Convert every line of the records below into a JSON list of strings, with one string per line and blank lines omitted.

────────────────

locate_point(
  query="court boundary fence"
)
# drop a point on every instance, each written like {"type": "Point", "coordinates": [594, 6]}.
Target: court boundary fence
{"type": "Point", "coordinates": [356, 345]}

────────────────

- SOLUTION -
[
  "locate_point(",
  "  query=\"court boundary fence\"",
  ")",
  "# drop a point on every instance, each written like {\"type\": \"Point\", \"coordinates\": [594, 6]}.",
  "Target: court boundary fence",
  "{\"type\": \"Point\", \"coordinates\": [356, 345]}"
]